• REQUIRED TASK: Please retype the following lines without any changes, omitting the pictures from your answer.

(Labeled outline lines)
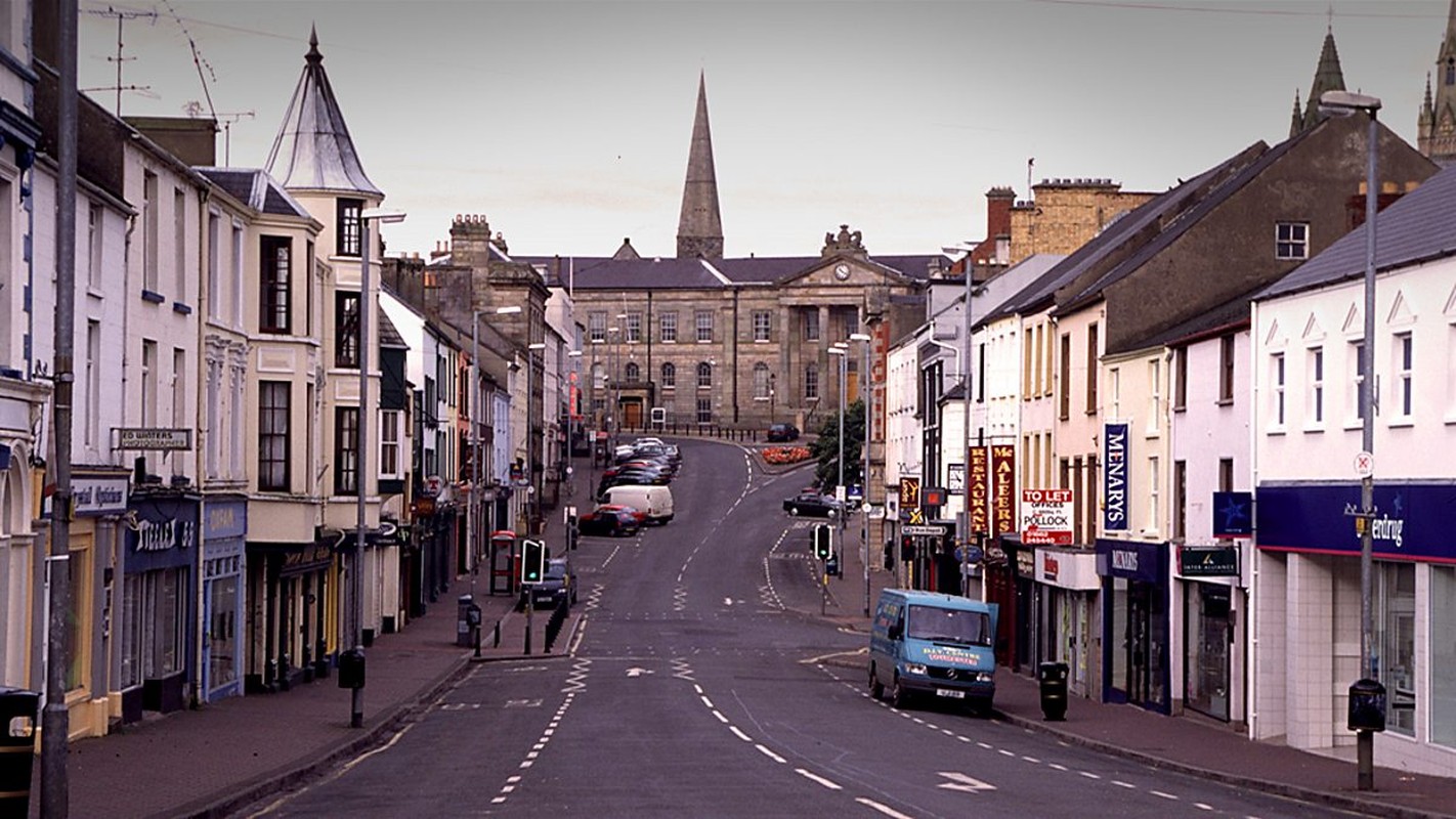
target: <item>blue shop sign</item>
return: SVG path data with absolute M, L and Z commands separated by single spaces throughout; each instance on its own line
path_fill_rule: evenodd
M 1096 538 L 1096 573 L 1144 583 L 1168 582 L 1166 543 Z
M 1360 554 L 1360 484 L 1259 486 L 1258 547 Z M 1456 483 L 1376 483 L 1372 551 L 1377 557 L 1456 563 Z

• TASK ANSWER:
target: <item>blue shop sign</item>
return: SVG path data with absolute M, L and Z commands separated by single spaces throughout; each instance on its own line
path_fill_rule: evenodd
M 1096 538 L 1096 573 L 1144 583 L 1168 582 L 1166 543 Z
M 1360 554 L 1360 484 L 1259 486 L 1258 547 Z M 1456 483 L 1376 483 L 1372 551 L 1377 557 L 1456 563 Z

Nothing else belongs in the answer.